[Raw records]
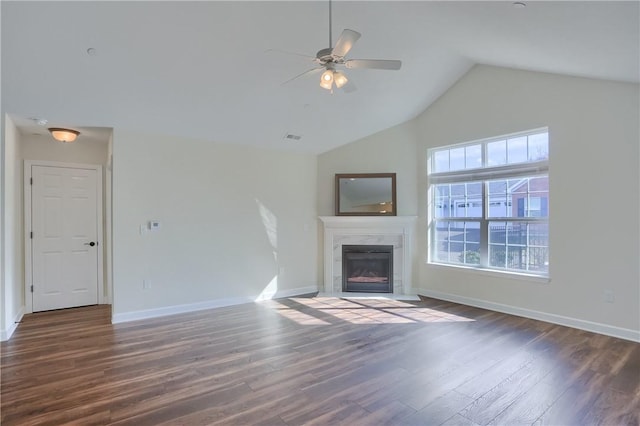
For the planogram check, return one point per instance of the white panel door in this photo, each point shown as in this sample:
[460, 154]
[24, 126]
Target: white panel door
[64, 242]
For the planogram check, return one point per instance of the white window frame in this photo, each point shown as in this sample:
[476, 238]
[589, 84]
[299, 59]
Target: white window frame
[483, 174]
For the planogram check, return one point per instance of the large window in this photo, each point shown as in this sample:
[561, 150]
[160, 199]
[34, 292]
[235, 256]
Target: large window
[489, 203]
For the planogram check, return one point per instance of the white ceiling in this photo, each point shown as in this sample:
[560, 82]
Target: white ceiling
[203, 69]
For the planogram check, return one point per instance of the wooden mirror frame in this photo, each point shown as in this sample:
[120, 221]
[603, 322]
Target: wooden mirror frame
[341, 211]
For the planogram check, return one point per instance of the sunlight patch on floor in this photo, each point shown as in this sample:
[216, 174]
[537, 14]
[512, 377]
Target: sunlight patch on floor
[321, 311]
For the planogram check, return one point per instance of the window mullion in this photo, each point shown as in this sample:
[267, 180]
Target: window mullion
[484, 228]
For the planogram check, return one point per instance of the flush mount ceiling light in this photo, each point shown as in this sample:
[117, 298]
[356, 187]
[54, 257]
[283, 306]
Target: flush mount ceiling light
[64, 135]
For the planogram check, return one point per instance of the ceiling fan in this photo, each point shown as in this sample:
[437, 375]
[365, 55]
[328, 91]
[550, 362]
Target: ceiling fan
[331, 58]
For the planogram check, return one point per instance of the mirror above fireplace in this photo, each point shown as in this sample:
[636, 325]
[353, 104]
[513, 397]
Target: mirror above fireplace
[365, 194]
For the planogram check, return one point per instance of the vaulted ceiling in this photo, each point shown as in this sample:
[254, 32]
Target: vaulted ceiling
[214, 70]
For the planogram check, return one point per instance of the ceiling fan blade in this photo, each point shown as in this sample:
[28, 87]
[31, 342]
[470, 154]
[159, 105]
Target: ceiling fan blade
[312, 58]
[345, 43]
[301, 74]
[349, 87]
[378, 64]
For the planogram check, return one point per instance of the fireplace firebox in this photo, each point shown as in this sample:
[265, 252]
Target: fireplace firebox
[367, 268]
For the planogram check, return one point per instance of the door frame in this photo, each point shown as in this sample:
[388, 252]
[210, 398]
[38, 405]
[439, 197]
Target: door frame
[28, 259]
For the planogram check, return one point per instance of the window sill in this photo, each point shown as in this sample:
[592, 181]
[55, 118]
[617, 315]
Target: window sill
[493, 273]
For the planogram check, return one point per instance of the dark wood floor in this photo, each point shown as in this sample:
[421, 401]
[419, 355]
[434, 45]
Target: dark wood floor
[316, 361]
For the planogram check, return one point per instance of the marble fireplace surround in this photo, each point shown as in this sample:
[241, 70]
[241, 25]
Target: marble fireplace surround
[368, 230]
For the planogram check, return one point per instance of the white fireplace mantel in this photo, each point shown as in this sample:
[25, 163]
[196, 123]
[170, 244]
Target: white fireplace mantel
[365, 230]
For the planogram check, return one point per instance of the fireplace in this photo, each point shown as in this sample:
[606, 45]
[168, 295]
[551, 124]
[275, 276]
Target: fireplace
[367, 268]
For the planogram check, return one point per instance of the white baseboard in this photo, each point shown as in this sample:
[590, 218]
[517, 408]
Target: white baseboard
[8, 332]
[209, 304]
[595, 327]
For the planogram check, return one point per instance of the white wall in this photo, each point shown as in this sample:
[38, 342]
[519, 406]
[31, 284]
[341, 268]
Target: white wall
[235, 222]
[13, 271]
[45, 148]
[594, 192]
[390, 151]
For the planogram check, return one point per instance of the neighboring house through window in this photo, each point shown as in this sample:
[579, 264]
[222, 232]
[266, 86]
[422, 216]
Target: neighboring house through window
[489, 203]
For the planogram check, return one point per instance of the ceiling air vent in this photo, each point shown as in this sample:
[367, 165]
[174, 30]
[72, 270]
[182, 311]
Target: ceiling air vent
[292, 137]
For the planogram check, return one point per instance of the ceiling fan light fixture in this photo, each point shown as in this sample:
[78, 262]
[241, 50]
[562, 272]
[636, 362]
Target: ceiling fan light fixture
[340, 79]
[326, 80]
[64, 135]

Task requirements – Reproduce the entries exactly. Do not carry over any picture.

Final result –
For the planogram check, return one point per instance of the white panel door in this photo, each point shown as in this sample:
[460, 154]
[24, 126]
Target: white panel door
[64, 242]
For the planogram check, return one point per instance of the white window frame in this photo, each point shown as in this sample:
[476, 238]
[589, 84]
[299, 59]
Target: white window frame
[483, 174]
For the planogram check, return one point per instance of the large window in this photo, each point shown as in this sample:
[561, 150]
[160, 199]
[34, 292]
[235, 256]
Target: large window
[489, 203]
For the planogram check, return one point per instance of the white ceiling in this photo, each point shown as in this sample:
[560, 82]
Target: white ceiling
[203, 69]
For the planogram check, return one point per instance of the wooden mirror frame in this photo, each point shown as in this sample:
[120, 221]
[603, 322]
Target: wooden mirror frame
[341, 211]
For the planogram check, return one point per instance of the sunlight patch on floor in this photo, each point shown as in this sample:
[216, 174]
[537, 14]
[512, 377]
Target: sunlight patch on floor
[321, 311]
For the planogram check, return one point per instance of the window mullion in this photo, each point shown as in this sample:
[267, 180]
Target: window mullion
[484, 228]
For the planogram check, return one point per instance of the flush mount ceiling light in this photo, each point shown as in this sample:
[117, 298]
[356, 187]
[54, 257]
[283, 306]
Target: flush mount ceiling light
[64, 135]
For the planogram check, return one point per instance of the ceiling fan in this photo, each point shown as in this sample:
[437, 375]
[365, 55]
[328, 91]
[550, 362]
Target: ceiling fan
[331, 58]
For the planogram check, return one point per instance of the mirror above fireplace in this photo, each point shown as in this sample:
[636, 325]
[353, 104]
[513, 397]
Target: mirror above fireplace
[365, 194]
For the planogram check, return one point per instance of the vaulted ceiling in this photo, each point shown as in this sample:
[254, 32]
Target: vaulted ceiling
[214, 70]
For the planogram check, return one point per instance of the ceiling fan blade in this photo, each point shown as in this sample:
[28, 87]
[31, 342]
[470, 154]
[159, 105]
Target: ceiling fan blade
[312, 58]
[345, 43]
[301, 74]
[349, 87]
[378, 64]
For the planogram check, return one point per instance of the fireplace firebox in this photo, each point shown as in this sample:
[265, 252]
Target: fireplace firebox
[367, 268]
For the planogram check, return one point per instance of the door frame in this photo, each point shown as in this sample:
[388, 252]
[210, 398]
[38, 405]
[439, 197]
Target: door frame
[28, 259]
For the planogram check, return one point per instance of the window sill in this photo, each point shown as in this sample:
[592, 181]
[55, 118]
[617, 315]
Target: window sill
[493, 273]
For the planogram check, return one point per instance of the dark wood floor in this photo, each point shown as in this sample:
[421, 401]
[419, 355]
[434, 45]
Target: dark wood floor
[316, 361]
For the planogram check, return one point per instance of the marble fireplace surround in this photo, each point shown as in this sample:
[241, 70]
[241, 25]
Target: marble fireplace surround
[368, 230]
For the planogram check, return one point per instance of the white fireplace mantel in this photo, each point shown as in this sample:
[25, 163]
[196, 123]
[170, 244]
Target: white fireplace mantel
[365, 230]
For the planogram check, return one point per instance of the fireplace in this photo, each point shown as in this sample:
[606, 45]
[168, 295]
[551, 124]
[275, 276]
Target: fireplace
[367, 268]
For the planogram check, return one point per instance of the white baseboard in this photo, each point shown as in this sample:
[590, 218]
[517, 408]
Target: white baseboard
[8, 332]
[209, 304]
[595, 327]
For the planogram check, return one point per instance of the white wall in this photo, each point shown as in this sample:
[38, 342]
[519, 406]
[31, 284]
[341, 268]
Target: white wall
[235, 222]
[13, 271]
[45, 148]
[594, 192]
[390, 151]
For the planogram check, return one point per instance of the neighboring house through window in this photo, each point shown as in this sample:
[579, 264]
[222, 232]
[266, 86]
[422, 216]
Target: neighboring house through window
[489, 203]
For the planogram check, return one point per instance of the ceiling air vent in this photo, each point shown as in this sample:
[367, 165]
[174, 30]
[72, 270]
[182, 311]
Target: ceiling air vent
[292, 137]
For the planogram check, return one point per instance of the ceiling fan light fixture in this photo, each point shown as in this sample:
[78, 262]
[241, 50]
[562, 272]
[636, 362]
Target: ceiling fan light fixture
[340, 79]
[326, 80]
[64, 135]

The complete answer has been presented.